** INFORMATION follows **

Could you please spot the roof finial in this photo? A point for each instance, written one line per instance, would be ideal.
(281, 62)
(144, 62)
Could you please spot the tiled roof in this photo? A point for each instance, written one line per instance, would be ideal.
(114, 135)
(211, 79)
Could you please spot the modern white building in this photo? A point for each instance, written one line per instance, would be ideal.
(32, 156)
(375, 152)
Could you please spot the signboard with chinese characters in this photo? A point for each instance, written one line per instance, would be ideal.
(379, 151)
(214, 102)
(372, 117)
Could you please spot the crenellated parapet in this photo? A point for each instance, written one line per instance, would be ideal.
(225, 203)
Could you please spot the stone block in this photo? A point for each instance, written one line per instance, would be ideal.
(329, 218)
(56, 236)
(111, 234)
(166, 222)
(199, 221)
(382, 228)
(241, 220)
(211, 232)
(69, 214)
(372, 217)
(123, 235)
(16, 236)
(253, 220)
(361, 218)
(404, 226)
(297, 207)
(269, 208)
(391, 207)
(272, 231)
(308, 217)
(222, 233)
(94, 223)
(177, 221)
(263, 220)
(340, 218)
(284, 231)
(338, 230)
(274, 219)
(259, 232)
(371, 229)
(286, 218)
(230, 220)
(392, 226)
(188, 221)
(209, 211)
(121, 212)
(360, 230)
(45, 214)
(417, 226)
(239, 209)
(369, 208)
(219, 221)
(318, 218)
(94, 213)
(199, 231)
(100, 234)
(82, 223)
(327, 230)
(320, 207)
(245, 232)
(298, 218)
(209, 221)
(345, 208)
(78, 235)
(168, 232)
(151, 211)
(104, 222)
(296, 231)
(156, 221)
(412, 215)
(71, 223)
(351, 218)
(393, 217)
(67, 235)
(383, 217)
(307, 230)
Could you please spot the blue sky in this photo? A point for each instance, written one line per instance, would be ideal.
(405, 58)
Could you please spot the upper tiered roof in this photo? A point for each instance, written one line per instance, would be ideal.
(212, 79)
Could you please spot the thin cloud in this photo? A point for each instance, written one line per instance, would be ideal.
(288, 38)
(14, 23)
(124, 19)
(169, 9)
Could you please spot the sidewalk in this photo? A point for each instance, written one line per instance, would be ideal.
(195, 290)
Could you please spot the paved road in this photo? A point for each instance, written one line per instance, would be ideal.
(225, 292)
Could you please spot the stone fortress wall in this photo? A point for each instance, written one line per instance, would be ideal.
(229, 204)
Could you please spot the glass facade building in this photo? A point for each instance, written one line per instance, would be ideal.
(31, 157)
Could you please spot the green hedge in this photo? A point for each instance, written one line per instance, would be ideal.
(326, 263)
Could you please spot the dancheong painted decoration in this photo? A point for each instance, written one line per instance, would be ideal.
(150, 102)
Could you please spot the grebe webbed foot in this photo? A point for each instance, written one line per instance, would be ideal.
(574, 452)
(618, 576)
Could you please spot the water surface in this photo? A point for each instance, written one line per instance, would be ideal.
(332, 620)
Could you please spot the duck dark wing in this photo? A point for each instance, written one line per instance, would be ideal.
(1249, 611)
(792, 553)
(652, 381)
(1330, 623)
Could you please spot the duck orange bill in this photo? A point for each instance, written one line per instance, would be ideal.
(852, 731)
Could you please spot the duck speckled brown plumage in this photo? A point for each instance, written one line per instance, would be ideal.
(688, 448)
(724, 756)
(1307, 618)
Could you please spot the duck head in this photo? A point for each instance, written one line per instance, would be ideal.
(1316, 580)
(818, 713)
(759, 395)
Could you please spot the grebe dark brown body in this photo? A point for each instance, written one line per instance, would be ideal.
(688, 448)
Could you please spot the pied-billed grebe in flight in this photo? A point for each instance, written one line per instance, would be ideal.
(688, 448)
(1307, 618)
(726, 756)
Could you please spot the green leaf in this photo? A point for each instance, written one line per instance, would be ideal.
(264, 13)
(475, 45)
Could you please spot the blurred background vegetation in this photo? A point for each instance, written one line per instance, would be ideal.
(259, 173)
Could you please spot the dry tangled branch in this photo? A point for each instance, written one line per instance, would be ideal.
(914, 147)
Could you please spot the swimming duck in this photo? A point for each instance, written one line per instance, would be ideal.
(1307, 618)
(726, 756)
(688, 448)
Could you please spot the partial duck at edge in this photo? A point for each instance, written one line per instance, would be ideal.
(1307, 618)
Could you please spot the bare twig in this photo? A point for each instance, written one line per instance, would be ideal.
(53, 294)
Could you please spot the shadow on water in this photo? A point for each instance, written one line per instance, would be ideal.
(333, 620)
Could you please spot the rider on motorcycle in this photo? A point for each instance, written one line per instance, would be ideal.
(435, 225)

** End of INFORMATION **

● WHAT THE EXERCISE ASKS: Provide a faithful, complete copy of the entries above.

● TASK OUTPUT:
Could you please spot the roof finial in this photo? A point for each instance, written one line per instance, would be ideal.
(281, 62)
(144, 62)
Could you please spot the tiled roof in this photo? A point for each instance, written one line per instance, would be ideal.
(114, 135)
(211, 79)
Could you please spot the modern white building in this photo? A point for each instance, written one line per instance, would be ideal.
(32, 156)
(375, 152)
Could you please spot the signboard with chinese characters in this photo? A point for each instance, written one line per instance, would be ideal.
(379, 151)
(214, 102)
(372, 117)
Could you please spot the crenellated parapet in this photo? A point for each instance, written one line per instance, would be ideal.
(225, 203)
Could you please spot the stone block in this photo? A point for each instance, written one line per instance, would be ideal.
(329, 218)
(56, 236)
(111, 234)
(166, 222)
(199, 221)
(382, 228)
(241, 220)
(211, 232)
(69, 214)
(372, 217)
(123, 235)
(16, 236)
(253, 220)
(361, 218)
(404, 226)
(297, 207)
(269, 208)
(391, 207)
(272, 231)
(308, 217)
(222, 233)
(94, 223)
(177, 221)
(263, 220)
(340, 218)
(284, 231)
(338, 230)
(274, 219)
(259, 232)
(371, 229)
(286, 218)
(230, 220)
(392, 226)
(188, 221)
(209, 211)
(121, 212)
(360, 230)
(45, 214)
(417, 226)
(239, 209)
(369, 208)
(219, 221)
(318, 218)
(94, 213)
(199, 231)
(100, 234)
(82, 223)
(327, 230)
(320, 207)
(245, 232)
(298, 218)
(209, 221)
(345, 208)
(78, 235)
(168, 232)
(151, 211)
(104, 222)
(296, 231)
(156, 221)
(412, 215)
(71, 223)
(351, 218)
(393, 217)
(67, 235)
(383, 217)
(307, 230)
Could you please spot the blue sky in this photo? A point for each instance, written one line per instance, would be ideal.
(405, 58)
Could you please spot the upper tiered roof in this photo? A point for each instance, written one line per instance, would be ideal.
(212, 79)
Could you please spot the thin cloud in this photo? A point for each instance, written one line per instance, would be ideal.
(288, 38)
(14, 23)
(124, 19)
(169, 9)
Could you please spot the sidewalk in this photo? A point for each instance, written one line per instance, would be ideal.
(195, 290)
Could you please spot the paved road in this photo? A point for each instance, written one line per instance, would be ideal.
(225, 292)
Could you please spot the stone fortress wall in this photo? A point for each instance, written one line per instance, would be ideal.
(229, 204)
Could you please spot the glass facade building in this photo? A point for each instance, written one line per instance, would be ideal.
(31, 157)
Could you please spot the green hedge in this photo? A point for each instance, written one line per instance, would be ideal.
(326, 263)
Could you please spot the dancheong painted decoration in this photo? A point for each instance, written one line per instance, would be ideal.
(150, 102)
Could you please spot the grebe webbed foot in this photo? A point for each instance, written one line per instance, would be ideal.
(574, 452)
(618, 576)
Could you please spot the water surface in this photo? A point for each instance, written one line per instance, would be ideal.
(332, 620)
Could you please spot the duck dark wing in this photo? A point for each instance, written one line per instance, would be ideal.
(1249, 611)
(792, 553)
(652, 381)
(1330, 623)
Could you please spot the duck orange bill in this photo? A point for each instance, written one line per instance, would be ideal.
(852, 731)
Could you please spot the duck speckled brown plumage in this photo? A point for each instance, written one line per instance, would be ideal.
(688, 448)
(724, 756)
(1307, 618)
Could you please spot the duck head in this photo? A point for each instance, written one line per instance, would be ideal.
(1316, 580)
(818, 713)
(759, 395)
Could you please spot the grebe dark brown body in this photo? A point for each instance, written one line per instance, would be ideal.
(688, 448)
Could you please spot the pied-billed grebe in flight in this photo? A point for each instance, written one line per instance, would be ideal.
(688, 448)
(1307, 618)
(726, 756)
Could you please spot the green leaf in this photo? A point for each instance, written one line per instance, would be ideal.
(264, 13)
(475, 45)
Could you please spot the blurred background vegetation in this photo? A point for each instance, written one line per instance, would be ideal.
(259, 173)
Could you please spot the dry tangled branch in this photo? A point for each instance, written one line per instance, would be ideal.
(914, 147)
Could you please spot the swimming duck in this photo? A point for each instance, written one line per instance, would be ideal.
(1307, 618)
(726, 756)
(688, 448)
Could you please spot the partial duck at edge in this photo? A point for each instance, written one line per instance, would be ideal.
(1307, 618)
Could you please spot the bare twig in this photo? A point for each instance, written one line per instance, would be ideal.
(53, 294)
Could you please spot the shadow on water in this photo? A point for each instance, written one line per instance, would be ideal.
(333, 620)
Could you please spot the rider on motorcycle in this photo? A point for each instance, written one line per instance, would be ideal.
(435, 225)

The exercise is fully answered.